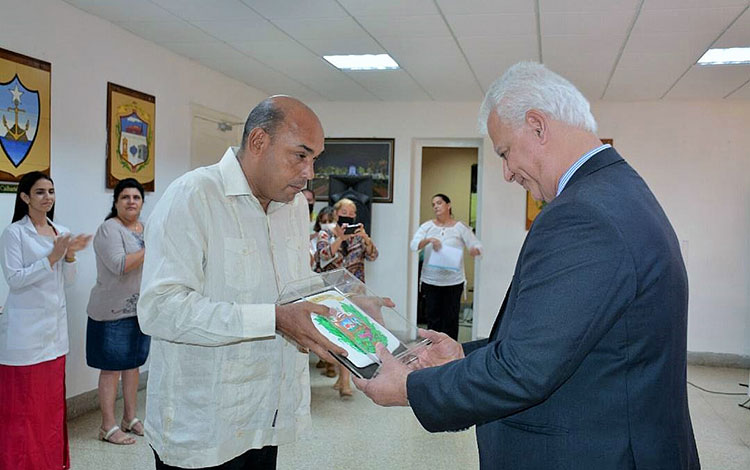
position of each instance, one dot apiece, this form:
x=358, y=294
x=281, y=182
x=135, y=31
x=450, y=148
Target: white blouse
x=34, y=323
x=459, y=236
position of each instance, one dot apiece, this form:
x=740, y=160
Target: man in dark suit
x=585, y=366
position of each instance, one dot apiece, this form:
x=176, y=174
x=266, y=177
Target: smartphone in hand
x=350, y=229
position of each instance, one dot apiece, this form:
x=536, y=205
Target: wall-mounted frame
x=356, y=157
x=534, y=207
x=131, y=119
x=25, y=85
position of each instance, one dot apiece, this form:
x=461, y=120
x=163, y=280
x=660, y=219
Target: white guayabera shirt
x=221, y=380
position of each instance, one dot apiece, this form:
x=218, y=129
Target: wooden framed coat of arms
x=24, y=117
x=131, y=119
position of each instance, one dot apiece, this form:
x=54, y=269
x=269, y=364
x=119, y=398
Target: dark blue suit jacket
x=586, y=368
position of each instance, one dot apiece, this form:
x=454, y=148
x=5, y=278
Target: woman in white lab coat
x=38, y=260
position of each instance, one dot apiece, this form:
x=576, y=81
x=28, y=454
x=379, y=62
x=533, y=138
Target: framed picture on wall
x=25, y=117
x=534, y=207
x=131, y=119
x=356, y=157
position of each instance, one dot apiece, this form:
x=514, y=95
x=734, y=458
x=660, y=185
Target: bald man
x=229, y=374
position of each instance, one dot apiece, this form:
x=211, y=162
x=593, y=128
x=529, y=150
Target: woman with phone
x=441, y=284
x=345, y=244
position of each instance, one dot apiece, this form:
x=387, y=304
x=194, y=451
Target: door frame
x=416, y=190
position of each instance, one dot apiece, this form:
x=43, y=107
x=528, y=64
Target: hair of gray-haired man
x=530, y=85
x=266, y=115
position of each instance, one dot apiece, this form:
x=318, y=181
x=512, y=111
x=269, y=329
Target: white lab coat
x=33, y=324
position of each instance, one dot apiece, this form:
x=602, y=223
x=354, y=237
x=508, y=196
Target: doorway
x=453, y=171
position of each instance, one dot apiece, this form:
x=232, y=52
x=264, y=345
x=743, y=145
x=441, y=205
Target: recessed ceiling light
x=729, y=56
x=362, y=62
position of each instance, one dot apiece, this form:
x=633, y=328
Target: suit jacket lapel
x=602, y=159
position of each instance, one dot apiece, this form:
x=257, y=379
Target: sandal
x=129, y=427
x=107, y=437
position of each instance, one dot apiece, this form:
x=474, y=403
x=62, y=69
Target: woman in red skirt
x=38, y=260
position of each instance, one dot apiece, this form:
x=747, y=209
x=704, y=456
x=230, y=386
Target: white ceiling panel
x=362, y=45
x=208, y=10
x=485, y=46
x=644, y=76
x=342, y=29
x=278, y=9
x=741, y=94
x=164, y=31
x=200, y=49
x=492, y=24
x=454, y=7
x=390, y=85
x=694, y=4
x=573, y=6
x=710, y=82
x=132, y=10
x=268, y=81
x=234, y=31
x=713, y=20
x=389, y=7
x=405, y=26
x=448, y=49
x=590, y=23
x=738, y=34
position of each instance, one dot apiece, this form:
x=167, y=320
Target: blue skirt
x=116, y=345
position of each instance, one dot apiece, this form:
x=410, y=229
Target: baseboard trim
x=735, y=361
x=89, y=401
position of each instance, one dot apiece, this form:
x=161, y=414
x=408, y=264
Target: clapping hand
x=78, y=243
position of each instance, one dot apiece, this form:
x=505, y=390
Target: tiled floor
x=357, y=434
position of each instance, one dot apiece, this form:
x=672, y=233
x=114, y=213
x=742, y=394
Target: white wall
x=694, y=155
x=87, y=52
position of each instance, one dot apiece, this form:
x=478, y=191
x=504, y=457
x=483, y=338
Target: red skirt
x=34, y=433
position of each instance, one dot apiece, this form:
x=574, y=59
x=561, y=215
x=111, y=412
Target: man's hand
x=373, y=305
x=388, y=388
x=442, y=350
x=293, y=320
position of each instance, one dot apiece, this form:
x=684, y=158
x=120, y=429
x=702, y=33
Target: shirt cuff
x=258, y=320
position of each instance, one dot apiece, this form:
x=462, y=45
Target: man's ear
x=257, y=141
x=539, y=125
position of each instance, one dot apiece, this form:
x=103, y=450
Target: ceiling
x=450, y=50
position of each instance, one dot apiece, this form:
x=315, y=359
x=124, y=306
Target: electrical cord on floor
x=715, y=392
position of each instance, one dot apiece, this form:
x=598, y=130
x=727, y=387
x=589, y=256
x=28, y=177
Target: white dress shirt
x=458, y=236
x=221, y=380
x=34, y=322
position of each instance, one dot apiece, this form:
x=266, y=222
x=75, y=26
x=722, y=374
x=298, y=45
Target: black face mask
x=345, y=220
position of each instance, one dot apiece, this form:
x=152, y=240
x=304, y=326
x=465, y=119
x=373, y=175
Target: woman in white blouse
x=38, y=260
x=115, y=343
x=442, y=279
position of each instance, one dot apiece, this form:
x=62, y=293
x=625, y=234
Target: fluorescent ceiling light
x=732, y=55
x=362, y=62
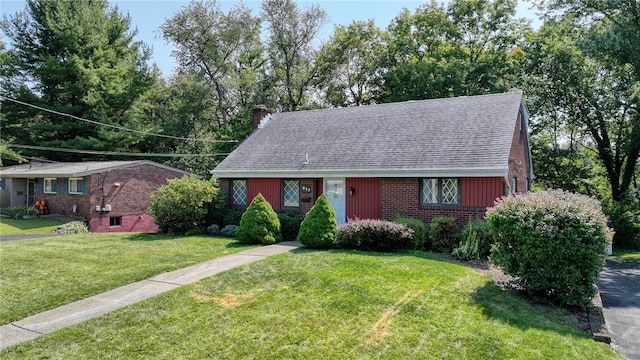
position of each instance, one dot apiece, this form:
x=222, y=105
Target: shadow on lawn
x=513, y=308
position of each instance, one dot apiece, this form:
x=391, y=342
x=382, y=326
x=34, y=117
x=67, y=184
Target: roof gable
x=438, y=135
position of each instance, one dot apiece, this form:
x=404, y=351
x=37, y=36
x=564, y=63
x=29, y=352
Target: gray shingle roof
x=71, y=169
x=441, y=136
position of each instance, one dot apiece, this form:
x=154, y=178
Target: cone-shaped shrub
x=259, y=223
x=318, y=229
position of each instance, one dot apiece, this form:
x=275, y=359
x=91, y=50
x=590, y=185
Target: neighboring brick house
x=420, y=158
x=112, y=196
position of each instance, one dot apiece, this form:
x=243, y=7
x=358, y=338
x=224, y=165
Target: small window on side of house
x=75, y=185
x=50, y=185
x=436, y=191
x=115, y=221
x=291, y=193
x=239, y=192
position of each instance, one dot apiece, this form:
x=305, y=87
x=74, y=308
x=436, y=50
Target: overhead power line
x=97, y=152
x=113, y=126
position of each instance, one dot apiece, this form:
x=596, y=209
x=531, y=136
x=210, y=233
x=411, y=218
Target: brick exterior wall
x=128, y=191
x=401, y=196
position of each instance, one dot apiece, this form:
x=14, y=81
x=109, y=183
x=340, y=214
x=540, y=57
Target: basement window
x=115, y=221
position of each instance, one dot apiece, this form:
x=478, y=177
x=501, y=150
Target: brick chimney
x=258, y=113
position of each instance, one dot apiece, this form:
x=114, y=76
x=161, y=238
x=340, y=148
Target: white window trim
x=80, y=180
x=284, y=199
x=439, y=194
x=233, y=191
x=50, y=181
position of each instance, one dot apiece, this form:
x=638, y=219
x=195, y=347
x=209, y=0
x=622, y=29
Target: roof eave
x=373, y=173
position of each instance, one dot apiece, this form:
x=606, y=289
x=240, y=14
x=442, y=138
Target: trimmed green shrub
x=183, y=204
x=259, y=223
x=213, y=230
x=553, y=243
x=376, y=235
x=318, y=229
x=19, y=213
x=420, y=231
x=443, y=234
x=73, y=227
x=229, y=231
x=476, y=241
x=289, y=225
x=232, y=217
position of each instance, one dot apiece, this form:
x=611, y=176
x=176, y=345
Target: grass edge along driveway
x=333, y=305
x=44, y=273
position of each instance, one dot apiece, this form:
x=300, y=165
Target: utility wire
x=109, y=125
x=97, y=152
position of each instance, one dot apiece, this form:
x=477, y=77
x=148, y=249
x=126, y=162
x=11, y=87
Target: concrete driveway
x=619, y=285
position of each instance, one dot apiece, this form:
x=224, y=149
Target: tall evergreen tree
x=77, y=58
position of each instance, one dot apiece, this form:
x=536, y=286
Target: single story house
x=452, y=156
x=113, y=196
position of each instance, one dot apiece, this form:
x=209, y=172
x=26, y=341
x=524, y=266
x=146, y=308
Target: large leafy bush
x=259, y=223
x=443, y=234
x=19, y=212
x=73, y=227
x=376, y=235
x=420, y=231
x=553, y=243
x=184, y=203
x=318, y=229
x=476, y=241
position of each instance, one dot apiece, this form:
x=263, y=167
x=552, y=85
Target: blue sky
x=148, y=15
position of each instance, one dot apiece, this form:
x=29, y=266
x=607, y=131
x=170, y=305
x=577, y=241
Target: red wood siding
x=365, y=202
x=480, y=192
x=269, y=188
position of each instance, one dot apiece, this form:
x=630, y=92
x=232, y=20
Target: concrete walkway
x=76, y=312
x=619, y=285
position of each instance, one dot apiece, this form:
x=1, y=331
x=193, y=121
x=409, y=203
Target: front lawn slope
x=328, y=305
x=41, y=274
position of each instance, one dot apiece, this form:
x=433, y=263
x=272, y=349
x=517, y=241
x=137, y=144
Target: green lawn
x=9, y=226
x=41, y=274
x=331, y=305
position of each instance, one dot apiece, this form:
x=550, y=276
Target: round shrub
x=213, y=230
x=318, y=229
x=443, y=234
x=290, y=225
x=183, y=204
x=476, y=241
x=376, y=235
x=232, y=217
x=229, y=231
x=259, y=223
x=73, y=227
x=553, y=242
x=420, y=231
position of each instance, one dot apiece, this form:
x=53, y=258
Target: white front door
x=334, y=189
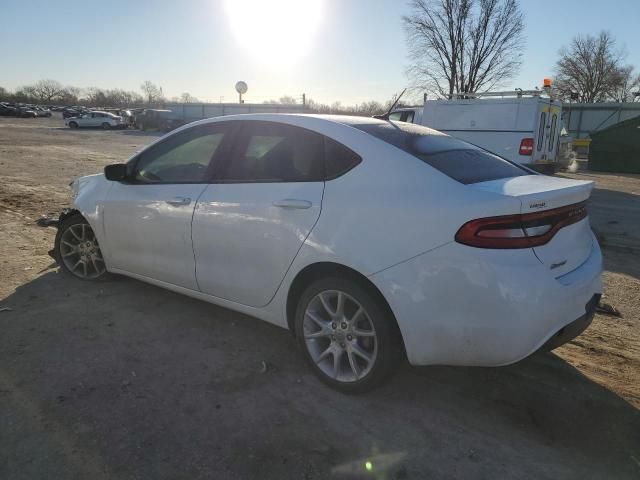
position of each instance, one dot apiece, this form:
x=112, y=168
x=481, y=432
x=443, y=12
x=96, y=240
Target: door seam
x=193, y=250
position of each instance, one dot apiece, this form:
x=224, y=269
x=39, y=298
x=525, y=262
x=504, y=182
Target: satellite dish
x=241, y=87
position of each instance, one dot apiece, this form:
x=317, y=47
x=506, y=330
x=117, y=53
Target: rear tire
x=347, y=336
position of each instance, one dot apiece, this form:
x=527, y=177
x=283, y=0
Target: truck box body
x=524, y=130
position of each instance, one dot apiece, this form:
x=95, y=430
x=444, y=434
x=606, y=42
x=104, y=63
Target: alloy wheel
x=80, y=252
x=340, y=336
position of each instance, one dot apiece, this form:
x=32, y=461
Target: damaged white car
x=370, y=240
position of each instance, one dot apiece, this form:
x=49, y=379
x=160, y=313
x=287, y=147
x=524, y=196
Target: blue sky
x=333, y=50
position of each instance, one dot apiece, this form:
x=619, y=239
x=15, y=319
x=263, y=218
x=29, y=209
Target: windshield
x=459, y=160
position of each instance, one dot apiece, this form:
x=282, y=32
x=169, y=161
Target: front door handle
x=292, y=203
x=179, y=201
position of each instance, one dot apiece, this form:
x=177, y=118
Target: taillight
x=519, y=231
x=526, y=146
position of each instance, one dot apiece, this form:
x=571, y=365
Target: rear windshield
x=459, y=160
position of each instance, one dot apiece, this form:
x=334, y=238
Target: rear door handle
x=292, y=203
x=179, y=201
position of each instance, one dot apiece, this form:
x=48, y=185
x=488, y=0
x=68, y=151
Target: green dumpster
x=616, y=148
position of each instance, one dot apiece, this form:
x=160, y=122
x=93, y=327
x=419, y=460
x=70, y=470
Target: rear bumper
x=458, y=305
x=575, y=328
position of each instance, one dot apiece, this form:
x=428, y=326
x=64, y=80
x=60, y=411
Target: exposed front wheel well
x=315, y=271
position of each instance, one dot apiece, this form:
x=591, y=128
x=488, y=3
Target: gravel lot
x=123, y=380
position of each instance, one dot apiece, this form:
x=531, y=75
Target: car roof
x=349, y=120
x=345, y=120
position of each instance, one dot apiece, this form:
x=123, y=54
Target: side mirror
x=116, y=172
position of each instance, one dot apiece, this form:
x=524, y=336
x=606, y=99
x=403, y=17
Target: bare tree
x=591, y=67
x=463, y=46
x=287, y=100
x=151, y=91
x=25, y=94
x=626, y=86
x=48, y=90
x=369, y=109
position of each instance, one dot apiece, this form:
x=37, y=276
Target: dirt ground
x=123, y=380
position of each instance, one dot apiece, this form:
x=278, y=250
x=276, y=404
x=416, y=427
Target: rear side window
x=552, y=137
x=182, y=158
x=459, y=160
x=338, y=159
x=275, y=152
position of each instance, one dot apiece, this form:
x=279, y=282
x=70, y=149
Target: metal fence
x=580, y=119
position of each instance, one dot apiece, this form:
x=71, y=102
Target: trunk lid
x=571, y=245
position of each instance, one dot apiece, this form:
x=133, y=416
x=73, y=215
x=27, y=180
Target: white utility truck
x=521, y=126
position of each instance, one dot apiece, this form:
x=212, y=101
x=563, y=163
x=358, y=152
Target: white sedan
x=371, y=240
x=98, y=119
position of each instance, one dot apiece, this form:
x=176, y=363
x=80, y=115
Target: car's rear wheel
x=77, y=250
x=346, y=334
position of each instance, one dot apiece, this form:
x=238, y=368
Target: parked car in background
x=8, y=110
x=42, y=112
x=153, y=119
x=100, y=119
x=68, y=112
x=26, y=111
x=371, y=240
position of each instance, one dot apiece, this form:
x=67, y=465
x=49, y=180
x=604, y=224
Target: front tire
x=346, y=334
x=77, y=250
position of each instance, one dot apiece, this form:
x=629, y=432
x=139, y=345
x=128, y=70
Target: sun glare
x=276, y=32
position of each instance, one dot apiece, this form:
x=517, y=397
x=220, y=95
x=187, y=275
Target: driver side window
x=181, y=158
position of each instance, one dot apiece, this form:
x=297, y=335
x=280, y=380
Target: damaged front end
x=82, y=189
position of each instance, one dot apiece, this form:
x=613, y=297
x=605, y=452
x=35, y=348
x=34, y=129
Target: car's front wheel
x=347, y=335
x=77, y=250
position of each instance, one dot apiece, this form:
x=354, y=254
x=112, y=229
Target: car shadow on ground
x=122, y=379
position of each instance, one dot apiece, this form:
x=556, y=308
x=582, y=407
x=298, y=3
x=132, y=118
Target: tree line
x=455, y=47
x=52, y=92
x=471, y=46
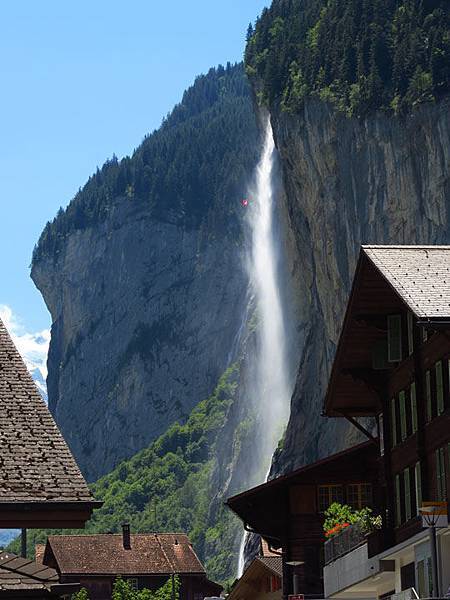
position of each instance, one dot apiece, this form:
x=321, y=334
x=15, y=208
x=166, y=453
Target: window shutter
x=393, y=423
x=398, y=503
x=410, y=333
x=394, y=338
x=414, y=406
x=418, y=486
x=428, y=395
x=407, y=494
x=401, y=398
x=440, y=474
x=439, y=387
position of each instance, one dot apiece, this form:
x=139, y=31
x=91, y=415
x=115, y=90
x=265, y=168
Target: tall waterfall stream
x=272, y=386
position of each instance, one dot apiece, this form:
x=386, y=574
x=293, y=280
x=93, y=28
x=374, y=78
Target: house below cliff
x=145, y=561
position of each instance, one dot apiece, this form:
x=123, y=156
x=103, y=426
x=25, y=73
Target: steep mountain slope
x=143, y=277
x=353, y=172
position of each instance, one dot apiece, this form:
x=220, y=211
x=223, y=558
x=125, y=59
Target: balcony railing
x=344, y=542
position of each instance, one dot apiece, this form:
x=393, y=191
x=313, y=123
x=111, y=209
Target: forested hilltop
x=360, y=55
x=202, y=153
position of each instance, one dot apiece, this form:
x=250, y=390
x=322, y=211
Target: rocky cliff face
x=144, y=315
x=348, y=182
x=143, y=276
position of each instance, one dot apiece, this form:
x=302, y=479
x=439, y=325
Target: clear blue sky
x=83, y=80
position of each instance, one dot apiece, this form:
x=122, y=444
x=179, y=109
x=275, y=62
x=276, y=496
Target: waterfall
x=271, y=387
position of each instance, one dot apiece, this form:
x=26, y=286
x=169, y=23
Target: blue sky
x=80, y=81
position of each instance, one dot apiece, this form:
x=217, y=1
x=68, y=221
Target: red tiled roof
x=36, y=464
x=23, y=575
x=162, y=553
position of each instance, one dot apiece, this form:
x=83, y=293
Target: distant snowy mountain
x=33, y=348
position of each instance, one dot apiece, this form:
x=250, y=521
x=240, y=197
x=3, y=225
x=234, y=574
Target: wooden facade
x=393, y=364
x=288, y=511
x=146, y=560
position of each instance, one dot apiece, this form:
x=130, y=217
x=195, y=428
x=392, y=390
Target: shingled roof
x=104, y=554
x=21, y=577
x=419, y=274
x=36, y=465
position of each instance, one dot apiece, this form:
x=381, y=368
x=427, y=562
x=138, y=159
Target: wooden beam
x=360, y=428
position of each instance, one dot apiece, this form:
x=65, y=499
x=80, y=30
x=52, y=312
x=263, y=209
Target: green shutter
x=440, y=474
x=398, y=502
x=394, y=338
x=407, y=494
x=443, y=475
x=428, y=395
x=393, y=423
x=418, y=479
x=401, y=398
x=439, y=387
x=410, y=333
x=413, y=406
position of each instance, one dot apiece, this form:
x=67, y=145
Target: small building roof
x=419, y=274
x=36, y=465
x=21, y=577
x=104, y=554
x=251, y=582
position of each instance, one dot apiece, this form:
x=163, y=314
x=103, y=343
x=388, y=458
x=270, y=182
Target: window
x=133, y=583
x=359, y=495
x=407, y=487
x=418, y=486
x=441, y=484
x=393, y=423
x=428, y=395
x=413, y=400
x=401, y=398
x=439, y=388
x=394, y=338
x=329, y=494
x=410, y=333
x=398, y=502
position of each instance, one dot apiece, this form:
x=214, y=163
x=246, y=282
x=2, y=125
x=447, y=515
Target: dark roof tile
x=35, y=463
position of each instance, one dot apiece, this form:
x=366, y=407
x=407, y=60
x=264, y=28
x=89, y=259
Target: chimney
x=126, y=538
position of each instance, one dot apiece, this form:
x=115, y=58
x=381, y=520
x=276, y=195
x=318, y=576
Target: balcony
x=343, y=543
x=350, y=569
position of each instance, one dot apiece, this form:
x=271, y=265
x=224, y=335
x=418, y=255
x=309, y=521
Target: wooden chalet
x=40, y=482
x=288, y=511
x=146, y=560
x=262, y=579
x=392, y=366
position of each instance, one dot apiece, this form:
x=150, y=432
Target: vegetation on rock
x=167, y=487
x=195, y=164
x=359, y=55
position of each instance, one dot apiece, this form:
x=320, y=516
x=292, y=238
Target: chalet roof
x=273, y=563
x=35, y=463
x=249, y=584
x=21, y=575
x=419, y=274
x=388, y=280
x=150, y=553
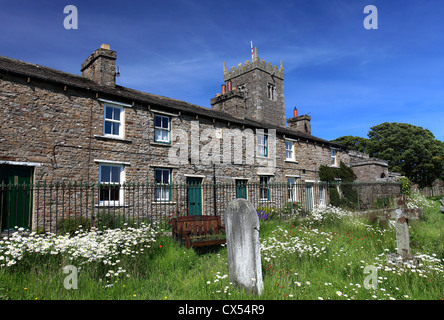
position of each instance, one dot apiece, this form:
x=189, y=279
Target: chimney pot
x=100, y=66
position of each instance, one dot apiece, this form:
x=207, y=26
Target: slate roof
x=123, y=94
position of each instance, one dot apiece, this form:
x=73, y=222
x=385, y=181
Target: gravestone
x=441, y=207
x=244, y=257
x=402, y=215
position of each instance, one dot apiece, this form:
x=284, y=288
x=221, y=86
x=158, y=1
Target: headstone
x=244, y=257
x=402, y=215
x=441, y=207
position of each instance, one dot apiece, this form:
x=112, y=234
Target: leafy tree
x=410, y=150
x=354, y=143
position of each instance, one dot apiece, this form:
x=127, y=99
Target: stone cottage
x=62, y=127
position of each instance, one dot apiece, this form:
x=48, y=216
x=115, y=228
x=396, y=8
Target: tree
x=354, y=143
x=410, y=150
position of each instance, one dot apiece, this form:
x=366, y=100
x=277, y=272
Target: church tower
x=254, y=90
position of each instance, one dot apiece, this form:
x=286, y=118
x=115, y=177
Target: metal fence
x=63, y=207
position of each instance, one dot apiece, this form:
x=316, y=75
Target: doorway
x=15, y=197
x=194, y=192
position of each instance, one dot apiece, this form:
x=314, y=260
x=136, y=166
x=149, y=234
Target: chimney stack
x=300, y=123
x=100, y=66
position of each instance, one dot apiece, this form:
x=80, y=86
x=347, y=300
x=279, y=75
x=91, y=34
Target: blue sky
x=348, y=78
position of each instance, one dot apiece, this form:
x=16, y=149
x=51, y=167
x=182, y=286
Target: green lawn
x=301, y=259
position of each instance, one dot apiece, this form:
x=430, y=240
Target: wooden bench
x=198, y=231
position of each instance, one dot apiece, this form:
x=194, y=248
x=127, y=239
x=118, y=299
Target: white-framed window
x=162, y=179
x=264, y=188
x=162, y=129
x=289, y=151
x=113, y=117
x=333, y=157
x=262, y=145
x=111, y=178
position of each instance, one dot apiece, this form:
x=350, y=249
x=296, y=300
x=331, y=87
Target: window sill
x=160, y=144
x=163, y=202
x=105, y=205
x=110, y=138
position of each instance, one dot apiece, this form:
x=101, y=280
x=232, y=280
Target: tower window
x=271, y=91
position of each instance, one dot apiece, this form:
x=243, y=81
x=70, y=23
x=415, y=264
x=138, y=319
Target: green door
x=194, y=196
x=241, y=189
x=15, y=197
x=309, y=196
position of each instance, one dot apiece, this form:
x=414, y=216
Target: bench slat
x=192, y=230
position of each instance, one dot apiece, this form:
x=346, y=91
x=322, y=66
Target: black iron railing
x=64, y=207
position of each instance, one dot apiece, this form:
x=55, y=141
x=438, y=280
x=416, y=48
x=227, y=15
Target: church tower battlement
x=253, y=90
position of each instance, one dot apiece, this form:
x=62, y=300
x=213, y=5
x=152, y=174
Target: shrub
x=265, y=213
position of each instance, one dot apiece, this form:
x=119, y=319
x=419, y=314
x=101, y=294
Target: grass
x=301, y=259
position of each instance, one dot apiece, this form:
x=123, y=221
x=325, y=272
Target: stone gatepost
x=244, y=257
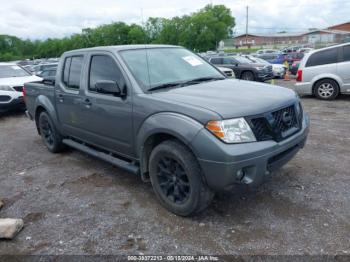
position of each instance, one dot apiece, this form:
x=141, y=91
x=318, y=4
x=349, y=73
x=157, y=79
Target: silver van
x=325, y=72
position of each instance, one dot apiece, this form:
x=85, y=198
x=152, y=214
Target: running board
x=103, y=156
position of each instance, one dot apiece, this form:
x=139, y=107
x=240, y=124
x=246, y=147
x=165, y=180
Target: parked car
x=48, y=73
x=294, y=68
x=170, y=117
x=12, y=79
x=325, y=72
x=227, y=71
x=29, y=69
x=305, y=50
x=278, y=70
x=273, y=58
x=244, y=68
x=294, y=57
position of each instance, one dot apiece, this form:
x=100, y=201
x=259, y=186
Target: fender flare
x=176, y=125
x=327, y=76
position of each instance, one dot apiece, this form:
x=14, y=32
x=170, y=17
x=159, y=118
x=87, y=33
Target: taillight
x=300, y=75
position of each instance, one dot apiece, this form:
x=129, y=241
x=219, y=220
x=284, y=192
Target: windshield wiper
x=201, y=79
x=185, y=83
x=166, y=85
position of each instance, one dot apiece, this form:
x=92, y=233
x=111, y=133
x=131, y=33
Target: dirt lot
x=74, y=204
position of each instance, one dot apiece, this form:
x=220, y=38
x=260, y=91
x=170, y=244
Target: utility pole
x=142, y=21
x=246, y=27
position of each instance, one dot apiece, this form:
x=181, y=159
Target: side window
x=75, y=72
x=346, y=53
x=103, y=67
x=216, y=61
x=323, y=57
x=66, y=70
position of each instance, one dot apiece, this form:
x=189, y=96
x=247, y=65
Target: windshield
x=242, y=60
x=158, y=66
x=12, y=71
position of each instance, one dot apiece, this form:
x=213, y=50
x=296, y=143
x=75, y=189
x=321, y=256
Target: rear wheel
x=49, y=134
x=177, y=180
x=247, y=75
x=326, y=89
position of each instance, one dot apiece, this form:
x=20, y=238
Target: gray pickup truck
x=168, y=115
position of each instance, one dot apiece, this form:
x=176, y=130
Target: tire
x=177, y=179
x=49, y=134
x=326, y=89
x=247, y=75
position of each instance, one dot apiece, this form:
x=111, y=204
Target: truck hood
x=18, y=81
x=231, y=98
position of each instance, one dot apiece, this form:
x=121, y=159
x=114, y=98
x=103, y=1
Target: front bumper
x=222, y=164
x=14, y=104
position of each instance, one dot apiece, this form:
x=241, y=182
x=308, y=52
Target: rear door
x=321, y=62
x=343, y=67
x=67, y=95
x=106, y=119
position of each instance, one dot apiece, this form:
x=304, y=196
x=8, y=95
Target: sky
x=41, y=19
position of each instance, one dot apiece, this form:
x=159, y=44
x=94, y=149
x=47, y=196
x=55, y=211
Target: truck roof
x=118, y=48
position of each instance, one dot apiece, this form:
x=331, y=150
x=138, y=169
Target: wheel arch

_____

§ Aim: Reproduce every line from the first line down to and including the one that contains "x=350, y=229", requests included, leaving out the pictures. Multiply each coordinate in the answer points by 1.25 and round to whole numbers, with halves rounded up, but leave the numbers in the requests and their sample format unchanged.

§ Task response:
position of each instance, one dot apiece, this form:
x=358, y=294
x=281, y=182
x=135, y=31
x=450, y=148
Target: white blouse
x=43, y=404
x=574, y=295
position of each instance, one dot apiece, this form:
x=740, y=160
Target: man in dark suit
x=731, y=458
position of each instance, one dot apiece, this form:
x=176, y=174
x=266, y=177
Target: smartphone in hand
x=438, y=286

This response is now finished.